The Agency for Regulation and Development of the Financial Market has published a draft law on the capital market. One of its main ideas is to simplify access to the securities market for small and medium-sized businesses. The broader goal is to help raise Kazakhstan’s stock market from frontier market to emerging market status under the FTSE Russell and MSCI classifications.

The document says companies currently have to go through complicated and disproportionate procedures. Securities issuance requires registration with the regulator and the assignment of an ISIN by the Central Depository. As a result, deadlines, costs and the administrative burden increase.

The agency proposes switching to a one-stop system and fully digitizing securities issuance. It is also considering transferring all registration and issuance functions to the Central Depository.

The regulator notes that SMEs in Kazakhstan still depend mainly on banks. Around 90% of SME financing goes through the banking sector. This limits the development of the stock market as an alternative source of financing for companies. For many businesses, it is easier to take out a bank loan than to issue bonds or list on the exchange.

At the same time, the capital market itself has been growing in formal terms. Over five years, stock market capitalization has increased by more than 40% to 39 trillion tenge. Corporate debt reached 16.2 trillion tenge. Of that amount, around 75-80% belongs to the quasi-public sector, while another 12-13% is concentrated in second-tier banks. Less than 5% remains for the real private sector.

A separate issue is the role of the Unified Accumulative Pension Fund. The regulator says the fund remains the country’s main institutional investor. At the beginning of April 2026, pension assets totaled about 25.8 trillion tenge. At the same time, private managers controlled only 0.4% of pension savings, or 99.4 billion tenge. Most of the money still remains within the ENPF system. To address this imbalance, the regulator proposes expanding private management of pension assets.

The economic effect of these changes is not expected before 2027-2028.

### Exercises
**a)** Please write out the capital market text word for word, everything from "The regulator notes" down to "on the exchange.".
**b)** Answer these questions from the capital market text:
(i) Which body assigns an ISIN when securities are issued?
(ii) Roughly what share of SME financing goes through the banking sector?
(iii) What did pension assets total at the beginning of April 2026?

### Given records
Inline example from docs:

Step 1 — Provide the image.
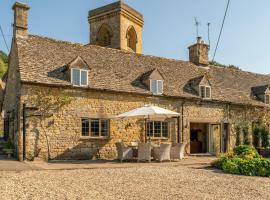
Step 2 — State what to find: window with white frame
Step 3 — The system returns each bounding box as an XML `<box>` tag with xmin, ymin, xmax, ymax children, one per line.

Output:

...

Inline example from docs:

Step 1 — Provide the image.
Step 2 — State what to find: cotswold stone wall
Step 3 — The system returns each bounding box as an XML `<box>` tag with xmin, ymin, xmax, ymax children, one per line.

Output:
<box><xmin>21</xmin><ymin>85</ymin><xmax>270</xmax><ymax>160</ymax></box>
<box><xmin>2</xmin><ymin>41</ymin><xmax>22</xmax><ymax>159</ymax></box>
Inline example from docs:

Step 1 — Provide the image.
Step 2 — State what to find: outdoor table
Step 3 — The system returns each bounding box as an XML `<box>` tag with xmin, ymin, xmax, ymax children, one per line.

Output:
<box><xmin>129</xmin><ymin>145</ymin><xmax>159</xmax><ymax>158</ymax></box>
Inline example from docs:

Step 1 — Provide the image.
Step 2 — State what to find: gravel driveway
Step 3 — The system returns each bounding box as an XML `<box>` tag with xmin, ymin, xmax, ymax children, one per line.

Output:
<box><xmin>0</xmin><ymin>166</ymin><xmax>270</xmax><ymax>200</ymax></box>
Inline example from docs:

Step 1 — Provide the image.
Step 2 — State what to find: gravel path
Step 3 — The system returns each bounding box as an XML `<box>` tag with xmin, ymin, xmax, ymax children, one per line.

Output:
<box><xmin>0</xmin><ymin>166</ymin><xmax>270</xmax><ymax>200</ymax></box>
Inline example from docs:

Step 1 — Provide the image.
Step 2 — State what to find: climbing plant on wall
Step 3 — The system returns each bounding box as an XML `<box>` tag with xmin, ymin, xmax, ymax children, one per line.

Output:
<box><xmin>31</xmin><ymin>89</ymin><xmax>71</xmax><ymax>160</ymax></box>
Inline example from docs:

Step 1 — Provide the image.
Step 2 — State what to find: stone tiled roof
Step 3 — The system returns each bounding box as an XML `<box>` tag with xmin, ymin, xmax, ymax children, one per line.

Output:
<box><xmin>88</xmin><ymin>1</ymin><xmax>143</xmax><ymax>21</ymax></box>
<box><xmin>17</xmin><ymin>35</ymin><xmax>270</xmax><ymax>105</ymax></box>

### Results by task
**a)**
The regulator notes that SMEs in Kazakhstan still depend mainly on banks. Around 90% of SME financing goes through the banking sector. This limits the development of the stock market as an alternative source of financing for companies. For many businesses, it is easier to take out a bank loan than to issue bonds or list on the exchange.

**b)**
(i) The Central Depository.
(ii) Around 90%.
(iii) About 25.8 trillion tenge.